▶ INSTRUCTIONS FOR THE TASK
Below is some data; print it all back exactly.

▶ INFORMATION
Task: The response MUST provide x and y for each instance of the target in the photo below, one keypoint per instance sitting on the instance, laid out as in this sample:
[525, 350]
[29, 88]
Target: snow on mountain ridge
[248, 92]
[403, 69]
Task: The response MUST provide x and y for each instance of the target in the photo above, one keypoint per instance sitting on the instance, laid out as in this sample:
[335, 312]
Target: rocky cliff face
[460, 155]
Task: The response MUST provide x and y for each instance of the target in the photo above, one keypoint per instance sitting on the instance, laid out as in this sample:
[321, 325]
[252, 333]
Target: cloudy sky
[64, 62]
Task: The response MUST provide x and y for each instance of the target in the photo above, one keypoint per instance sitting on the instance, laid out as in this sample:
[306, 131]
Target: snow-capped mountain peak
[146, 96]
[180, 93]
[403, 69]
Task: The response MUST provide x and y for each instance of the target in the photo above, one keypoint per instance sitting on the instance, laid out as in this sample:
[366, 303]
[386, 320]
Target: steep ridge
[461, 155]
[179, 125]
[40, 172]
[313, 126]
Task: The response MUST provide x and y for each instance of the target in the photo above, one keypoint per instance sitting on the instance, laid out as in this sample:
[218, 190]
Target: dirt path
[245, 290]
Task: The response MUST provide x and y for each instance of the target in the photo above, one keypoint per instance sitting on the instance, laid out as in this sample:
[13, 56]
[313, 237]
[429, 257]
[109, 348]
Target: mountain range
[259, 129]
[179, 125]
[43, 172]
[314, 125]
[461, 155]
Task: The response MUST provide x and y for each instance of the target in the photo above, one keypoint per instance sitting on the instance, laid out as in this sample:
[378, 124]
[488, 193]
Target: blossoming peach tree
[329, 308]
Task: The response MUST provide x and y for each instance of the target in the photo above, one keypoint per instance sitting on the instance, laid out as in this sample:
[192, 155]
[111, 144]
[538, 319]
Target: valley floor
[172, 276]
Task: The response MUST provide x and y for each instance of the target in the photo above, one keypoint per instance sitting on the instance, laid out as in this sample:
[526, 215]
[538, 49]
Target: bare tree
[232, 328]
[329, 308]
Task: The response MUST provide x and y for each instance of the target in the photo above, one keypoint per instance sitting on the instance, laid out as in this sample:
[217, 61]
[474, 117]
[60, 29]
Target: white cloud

▶ ANSWER SECTION
Task: The response MUST provide x and y for each instance of the target in the photo below, one keypoint per instance sitting on the instance, laid out as in this sample:
[525, 350]
[29, 88]
Target: snow on mountain ridge
[248, 92]
[403, 69]
Task: The response MUST provide x and y for each instance of the target in the photo above, one keypoint per instance sitting on the instance, laid out as in this sample:
[335, 312]
Target: rocky cliff face
[460, 155]
Task: The response MUST provide x and y for each instance of the target in the photo above, one keypoint per instance sitting on the instance, laid out as in this sample:
[321, 325]
[252, 333]
Target: cloudy sky
[64, 62]
Task: The response MUST provide x and y for each instance of the target in the photo above, one keypoint per instance sitting on the instance, laid out as in this sample:
[306, 131]
Target: snow-capped mountain peak
[146, 96]
[180, 93]
[403, 69]
Task: The response MUST provide x and y for each instance of the target in the photo above, one keypoint per instance sitting on the instance, laid out as in this sample:
[366, 303]
[386, 320]
Target: steep ridge
[461, 155]
[179, 125]
[40, 172]
[313, 126]
Task: The response MUST provide x and y for each instance of the target in the photo above, one keypoint per instance sitting on the instance, laid out as in this sample:
[218, 190]
Target: dirt path
[245, 290]
Task: The response MUST provide x and y for each instance of the target in the photo above, one keypoint per instance sitting on the instance, laid out as in this sample:
[13, 56]
[313, 237]
[429, 257]
[109, 348]
Target: mountain range
[259, 129]
[179, 125]
[43, 172]
[314, 125]
[461, 155]
Task: The response MUST provide x and y for each instance of the target in the photo above, one keypoint per instance sitting on the instance, laid out as in this sample:
[378, 124]
[488, 193]
Target: blossoming peach tree
[329, 308]
Task: The response MUST provide x and y for each instance of the target in the photo above, one keypoint per instance sitting on the instance, laid out as in this sample:
[192, 155]
[111, 144]
[538, 319]
Target: valley floor
[172, 276]
Task: The response MUST provide x and y for each instance of the target in the photo above, one keypoint per instance sitting on the instance, laid out as in this sample:
[526, 215]
[538, 49]
Target: bare tree
[232, 328]
[329, 308]
Task: The response MUST provide x and y for each instance of the target in the photo above, one keypoint per instance sitting on the instance, laid out as in this sample:
[217, 61]
[474, 117]
[60, 29]
Target: white cloud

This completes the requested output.